• [GIVEN PASSAGE]
# # #
Introduction

Finite fields, also known as Galois fields, are algebraic structures that have a finite number of elements and follow specific mathematical rules. They play a fundamental role in various areas of mathematics, computer science, and cryptography.

Significance of Finite Fields in Computer Scienece and Cyrptography:

Error Correction and Data Encoding:

Finite Fields play a crucial role in error-correcting codes, where they are used to encode and decode data to detect and correct during transmission.

Cryptography:

In modern cryptography, finite fields are used to define elliptic curves, which form the foudation of elliptic curve cryptography (ECC). ECC is widely used in secure communications and digital signatures due to its strong security and efficiency.
fintie fields are also used in Bitcoin and other cyrptocurrencies. They use fintie fields as a fundamental building block for several crucial components.

Coding Theory:

Finite fields are fundamental in coding theory, which deals with error detection and correction codes used in data storage, communication, and compression.

Cryptographic Hash Functions:

Finite fields are utilized in cryptographic hash functions, which are one-way functions that map data of arbitrary size to fixed-size hash values. These functions are vital for ensuring data integrity and authenticity.

Pseudo-random Number Genration:

Finite fields are used in certain algorithms for generating pseudo-random numbers, which find applications in simulations, games, and cyrptographic protocols.

Galois Theory:

Finite fields are closely connected to Galois theory, a branch of abstract algebra. Galois theory provides insights into the properties of finite and their extensions.
# # #
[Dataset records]
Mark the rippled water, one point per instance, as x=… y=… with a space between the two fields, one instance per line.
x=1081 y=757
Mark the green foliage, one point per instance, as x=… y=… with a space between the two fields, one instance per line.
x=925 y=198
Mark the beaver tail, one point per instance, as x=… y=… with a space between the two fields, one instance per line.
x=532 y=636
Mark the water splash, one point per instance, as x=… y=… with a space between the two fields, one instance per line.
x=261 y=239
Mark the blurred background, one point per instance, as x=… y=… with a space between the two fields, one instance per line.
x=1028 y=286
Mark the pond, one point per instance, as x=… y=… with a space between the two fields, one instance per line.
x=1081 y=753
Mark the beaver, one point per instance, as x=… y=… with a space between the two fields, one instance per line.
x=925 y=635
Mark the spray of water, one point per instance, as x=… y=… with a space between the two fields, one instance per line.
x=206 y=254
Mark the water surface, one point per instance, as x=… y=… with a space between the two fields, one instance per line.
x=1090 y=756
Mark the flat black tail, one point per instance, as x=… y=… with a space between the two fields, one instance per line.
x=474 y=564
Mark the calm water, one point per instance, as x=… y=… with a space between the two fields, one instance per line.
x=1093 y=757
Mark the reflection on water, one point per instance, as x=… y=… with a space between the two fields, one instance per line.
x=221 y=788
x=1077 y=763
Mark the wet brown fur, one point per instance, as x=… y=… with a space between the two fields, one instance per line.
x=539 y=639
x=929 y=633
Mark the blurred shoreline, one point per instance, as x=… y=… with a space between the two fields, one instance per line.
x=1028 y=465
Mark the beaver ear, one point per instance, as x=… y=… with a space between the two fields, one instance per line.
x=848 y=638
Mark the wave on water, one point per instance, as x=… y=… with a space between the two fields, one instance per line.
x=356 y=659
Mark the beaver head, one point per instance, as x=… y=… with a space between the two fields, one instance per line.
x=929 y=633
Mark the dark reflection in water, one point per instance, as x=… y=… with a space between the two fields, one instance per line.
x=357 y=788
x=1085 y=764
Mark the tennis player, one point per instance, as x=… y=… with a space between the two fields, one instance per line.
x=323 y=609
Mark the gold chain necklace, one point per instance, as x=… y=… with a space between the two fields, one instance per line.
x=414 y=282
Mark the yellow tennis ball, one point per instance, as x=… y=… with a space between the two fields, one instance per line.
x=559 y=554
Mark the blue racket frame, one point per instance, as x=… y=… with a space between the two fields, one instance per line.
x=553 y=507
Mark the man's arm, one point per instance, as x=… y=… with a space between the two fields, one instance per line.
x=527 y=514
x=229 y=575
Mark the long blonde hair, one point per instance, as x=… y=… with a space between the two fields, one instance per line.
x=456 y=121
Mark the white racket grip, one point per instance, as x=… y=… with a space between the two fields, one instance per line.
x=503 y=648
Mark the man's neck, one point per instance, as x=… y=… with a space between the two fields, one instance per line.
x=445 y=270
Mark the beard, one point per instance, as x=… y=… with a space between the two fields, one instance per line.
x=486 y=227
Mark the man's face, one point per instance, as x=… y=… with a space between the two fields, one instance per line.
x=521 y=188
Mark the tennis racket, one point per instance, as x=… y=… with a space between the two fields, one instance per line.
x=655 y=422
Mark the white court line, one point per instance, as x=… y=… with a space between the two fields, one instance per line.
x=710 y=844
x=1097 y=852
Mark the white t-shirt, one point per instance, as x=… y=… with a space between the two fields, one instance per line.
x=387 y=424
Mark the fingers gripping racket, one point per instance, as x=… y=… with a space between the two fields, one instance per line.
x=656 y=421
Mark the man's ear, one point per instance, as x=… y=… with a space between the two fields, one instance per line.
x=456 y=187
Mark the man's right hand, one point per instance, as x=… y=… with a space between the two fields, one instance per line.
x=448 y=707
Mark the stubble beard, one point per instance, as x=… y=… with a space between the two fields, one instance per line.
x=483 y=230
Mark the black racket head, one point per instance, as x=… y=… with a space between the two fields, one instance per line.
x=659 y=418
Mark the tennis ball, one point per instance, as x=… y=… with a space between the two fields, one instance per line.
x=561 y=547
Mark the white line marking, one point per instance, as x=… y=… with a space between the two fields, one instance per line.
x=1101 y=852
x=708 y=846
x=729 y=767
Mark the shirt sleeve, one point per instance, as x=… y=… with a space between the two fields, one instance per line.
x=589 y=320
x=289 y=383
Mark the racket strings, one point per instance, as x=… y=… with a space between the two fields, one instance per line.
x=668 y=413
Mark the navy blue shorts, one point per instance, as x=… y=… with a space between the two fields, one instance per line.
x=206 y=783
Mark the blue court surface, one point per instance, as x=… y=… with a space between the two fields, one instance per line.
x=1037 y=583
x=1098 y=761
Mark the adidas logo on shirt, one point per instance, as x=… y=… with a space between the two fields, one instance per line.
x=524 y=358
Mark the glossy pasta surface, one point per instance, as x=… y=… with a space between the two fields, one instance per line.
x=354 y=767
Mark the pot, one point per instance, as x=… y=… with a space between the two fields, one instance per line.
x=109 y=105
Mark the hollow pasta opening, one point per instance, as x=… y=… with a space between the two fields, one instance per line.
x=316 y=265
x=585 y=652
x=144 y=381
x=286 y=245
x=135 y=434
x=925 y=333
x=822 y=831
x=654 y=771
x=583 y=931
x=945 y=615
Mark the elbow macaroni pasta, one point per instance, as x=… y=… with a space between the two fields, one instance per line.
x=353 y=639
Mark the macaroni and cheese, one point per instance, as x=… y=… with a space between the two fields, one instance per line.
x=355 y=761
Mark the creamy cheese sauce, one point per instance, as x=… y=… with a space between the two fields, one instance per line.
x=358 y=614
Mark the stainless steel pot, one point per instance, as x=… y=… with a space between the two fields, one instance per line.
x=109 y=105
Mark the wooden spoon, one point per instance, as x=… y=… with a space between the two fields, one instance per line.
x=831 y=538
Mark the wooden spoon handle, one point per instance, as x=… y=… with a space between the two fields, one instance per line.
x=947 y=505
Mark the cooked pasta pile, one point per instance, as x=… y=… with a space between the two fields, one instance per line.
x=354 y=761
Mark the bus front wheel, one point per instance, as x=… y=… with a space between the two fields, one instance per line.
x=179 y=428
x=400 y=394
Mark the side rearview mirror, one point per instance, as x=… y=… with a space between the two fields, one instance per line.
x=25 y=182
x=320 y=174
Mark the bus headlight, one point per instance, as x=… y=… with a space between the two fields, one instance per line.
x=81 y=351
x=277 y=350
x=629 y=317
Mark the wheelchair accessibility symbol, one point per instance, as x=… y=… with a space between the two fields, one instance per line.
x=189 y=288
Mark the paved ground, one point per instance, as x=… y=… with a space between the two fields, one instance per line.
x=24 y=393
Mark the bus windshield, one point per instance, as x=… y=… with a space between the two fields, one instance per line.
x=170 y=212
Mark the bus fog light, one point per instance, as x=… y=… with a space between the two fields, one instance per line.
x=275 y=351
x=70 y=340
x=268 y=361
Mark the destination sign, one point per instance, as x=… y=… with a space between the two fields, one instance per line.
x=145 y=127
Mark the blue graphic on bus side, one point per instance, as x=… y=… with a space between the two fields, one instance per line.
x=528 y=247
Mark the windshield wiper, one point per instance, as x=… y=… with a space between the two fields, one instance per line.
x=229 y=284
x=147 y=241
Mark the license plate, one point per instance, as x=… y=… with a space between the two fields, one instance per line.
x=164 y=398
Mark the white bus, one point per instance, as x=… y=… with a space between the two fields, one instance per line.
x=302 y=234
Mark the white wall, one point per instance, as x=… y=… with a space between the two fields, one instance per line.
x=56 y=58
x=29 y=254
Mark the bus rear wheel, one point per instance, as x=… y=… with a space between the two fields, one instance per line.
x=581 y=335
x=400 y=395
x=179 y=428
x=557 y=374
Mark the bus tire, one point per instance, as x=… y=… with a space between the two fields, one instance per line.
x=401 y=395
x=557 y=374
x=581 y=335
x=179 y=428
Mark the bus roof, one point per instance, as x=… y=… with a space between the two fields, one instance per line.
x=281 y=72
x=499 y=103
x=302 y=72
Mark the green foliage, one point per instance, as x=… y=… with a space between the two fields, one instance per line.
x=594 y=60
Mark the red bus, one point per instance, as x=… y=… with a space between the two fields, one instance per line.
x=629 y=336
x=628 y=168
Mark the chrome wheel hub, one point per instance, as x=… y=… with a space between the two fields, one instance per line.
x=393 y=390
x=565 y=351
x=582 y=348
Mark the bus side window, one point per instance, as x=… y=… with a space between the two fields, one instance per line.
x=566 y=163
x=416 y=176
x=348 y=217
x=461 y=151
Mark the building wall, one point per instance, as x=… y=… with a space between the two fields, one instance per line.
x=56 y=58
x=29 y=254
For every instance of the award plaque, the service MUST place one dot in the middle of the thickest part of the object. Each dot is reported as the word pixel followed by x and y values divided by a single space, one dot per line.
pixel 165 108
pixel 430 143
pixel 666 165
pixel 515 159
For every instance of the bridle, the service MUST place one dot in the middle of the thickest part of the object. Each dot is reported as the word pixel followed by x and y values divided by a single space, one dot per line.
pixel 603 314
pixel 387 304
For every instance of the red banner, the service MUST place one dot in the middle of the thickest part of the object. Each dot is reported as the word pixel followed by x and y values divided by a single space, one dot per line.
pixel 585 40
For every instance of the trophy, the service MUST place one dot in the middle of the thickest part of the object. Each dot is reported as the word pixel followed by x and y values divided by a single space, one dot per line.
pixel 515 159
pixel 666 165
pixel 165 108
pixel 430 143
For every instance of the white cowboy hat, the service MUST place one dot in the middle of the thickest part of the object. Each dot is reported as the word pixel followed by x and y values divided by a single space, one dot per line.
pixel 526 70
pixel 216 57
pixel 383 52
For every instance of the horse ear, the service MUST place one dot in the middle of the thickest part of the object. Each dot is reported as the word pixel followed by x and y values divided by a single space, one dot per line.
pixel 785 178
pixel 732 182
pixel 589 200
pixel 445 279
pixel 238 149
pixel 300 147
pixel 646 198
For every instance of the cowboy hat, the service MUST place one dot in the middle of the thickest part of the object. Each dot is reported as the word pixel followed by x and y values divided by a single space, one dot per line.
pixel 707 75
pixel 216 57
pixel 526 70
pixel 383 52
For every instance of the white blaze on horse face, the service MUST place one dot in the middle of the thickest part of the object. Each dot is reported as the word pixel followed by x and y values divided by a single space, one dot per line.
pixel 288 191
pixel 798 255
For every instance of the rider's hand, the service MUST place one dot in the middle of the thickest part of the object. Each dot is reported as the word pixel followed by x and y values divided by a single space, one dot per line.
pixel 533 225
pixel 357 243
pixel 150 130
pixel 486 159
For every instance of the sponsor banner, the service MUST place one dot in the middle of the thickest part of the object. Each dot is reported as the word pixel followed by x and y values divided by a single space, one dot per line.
# # #
• [THE TASKS]
a: Answer these questions using the passage on finite fields:
(i) By what other name are finite fields known?
(ii) To what do cryptographic hash functions map data of arbitrary size?
(iii) Galois theory is a branch of what area of mathematics?
b: Retype the listing from its start through the line that contains "x=848 y=638", with both ends included.

• [OUTPUTS]
a:
(i) Galois fields
(ii) Fixed-size hash values
(iii) Abstract algebra

b:
Mark the rippled water, one point per instance, as x=… y=… with a space between the two fields, one instance per line.
x=1081 y=757
Mark the green foliage, one point per instance, as x=… y=… with a space between the two fields, one instance per line.
x=925 y=198
Mark the beaver tail, one point per instance, as x=… y=… with a space between the two fields, one instance per line.
x=532 y=636
Mark the water splash, one point per instance, as x=… y=… with a space between the two fields, one instance per line.
x=261 y=239
Mark the blurred background, one point per instance, as x=… y=… with a space between the two fields, one instance per line.
x=1028 y=286
Mark the pond, one point per instance, as x=… y=… with a space between the two fields, one instance per line.
x=1081 y=753
Mark the beaver, one point per instance, as x=… y=… with a space between the two fields, one instance per line.
x=925 y=635
Mark the spray of water, one point per instance, as x=… y=… with a space between the two fields, one instance per line.
x=206 y=254
Mark the water surface, one point per instance, as x=… y=… with a space between the two fields, one instance per line.
x=1090 y=756
Mark the flat black tail, one point per instance, as x=… y=… with a space between the two fields, one instance per line.
x=474 y=564
Mark the calm water, one point per instance, as x=… y=… with a space between the two fields, one instance per line.
x=1093 y=757
Mark the reflection on water, one point per instance, as x=… y=… with a space between the two fields, one instance per line.
x=221 y=788
x=1077 y=763
Mark the wet brown fur, one point per instance, as x=… y=… with a space between the two fields, one instance per line.
x=539 y=639
x=929 y=633
Mark the blurred shoreline, one point per instance, as x=… y=… with a space between the two fields, one instance per line.
x=1028 y=465
Mark the beaver ear, one point per instance, as x=… y=… with a space between the two fields, one instance per line.
x=848 y=638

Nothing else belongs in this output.